_STATED GOAL_: Write out the lines of the material below word for word, starting with the line that contains "the roasted vegetable" and continuing through the last line of the material.

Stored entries
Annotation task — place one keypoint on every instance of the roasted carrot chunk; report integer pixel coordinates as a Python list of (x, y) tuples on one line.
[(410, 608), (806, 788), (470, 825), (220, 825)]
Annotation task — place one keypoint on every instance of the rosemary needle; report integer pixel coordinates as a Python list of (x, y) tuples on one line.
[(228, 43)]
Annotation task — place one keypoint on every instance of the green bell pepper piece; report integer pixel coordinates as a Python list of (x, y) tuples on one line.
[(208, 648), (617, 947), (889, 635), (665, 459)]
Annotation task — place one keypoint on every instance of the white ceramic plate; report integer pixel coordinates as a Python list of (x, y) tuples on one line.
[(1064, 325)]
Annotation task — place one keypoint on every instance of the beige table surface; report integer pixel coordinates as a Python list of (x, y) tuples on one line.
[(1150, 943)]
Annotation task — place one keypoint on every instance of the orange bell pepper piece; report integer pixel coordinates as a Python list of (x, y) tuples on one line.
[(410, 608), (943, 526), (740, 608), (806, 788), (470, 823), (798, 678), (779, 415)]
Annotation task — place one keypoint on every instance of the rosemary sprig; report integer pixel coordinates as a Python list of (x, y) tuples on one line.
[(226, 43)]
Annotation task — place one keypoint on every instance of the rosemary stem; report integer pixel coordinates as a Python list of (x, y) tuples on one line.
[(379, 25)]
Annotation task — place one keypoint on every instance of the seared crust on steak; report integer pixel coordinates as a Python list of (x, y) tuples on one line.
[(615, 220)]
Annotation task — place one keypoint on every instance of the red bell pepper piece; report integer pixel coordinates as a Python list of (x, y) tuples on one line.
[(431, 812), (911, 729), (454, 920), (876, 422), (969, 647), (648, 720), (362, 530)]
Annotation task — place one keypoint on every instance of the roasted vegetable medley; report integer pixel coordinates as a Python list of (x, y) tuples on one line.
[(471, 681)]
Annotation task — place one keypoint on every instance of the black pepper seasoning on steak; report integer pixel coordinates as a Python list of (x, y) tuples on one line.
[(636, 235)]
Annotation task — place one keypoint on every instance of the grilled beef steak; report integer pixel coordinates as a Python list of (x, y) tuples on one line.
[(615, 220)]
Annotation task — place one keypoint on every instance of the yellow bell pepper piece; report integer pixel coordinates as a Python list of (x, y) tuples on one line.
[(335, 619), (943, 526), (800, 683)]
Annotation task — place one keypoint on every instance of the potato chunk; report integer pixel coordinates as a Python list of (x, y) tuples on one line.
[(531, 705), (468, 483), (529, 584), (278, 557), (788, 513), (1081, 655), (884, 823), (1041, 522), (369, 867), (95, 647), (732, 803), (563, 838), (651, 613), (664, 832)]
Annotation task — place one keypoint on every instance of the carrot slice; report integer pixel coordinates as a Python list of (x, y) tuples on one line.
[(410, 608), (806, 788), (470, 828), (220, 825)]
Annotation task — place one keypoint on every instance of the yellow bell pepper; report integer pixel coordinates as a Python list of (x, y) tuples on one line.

_RESPONSE FOR THIS EXERCISE_:
Annotation task — place one keypoint on every instance of the roasted vegetable medley; report integer pixel coordinates as a Python list of (x, y) tuples on one line.
[(471, 681)]
Annotation task — place one keypoint on every instance of the black pepper seasoning on steak; report integer pixel coordinates as a Python list of (x, y) tuples on one line.
[(636, 235)]
Annotation task — place one keypoint on every instance of the grilled beef steak; report integer pixel coordinates as a Python list of (x, y) tuples on one line.
[(615, 220)]
Annotation task — place one keypoint on every instance of the yellow bell pepper piece; report integer pixel coordinates as a Python list of (x, y) tuples on one line.
[(335, 619), (943, 526), (800, 683)]
Annotation task — place one keypoint on every instance of the potato chunk; report integer pixel coordinates as a Python list of (x, y) tuples on one line.
[(531, 705), (468, 483), (529, 584), (278, 557), (788, 513), (1081, 655), (884, 823), (1041, 522), (369, 867), (95, 647), (732, 803), (563, 838), (651, 613), (664, 832)]
Annotation task — place one keypoint on every instance of the carrot slice; report integer pixel coordinates as a Python list of (x, y) tuples on one line.
[(410, 608), (806, 788), (470, 828), (220, 825)]
Annotation task — place one keypoint on every instance of the yellow bell pepper; report integer pixel coordinates as a Python list of (x, y) tuples on one line.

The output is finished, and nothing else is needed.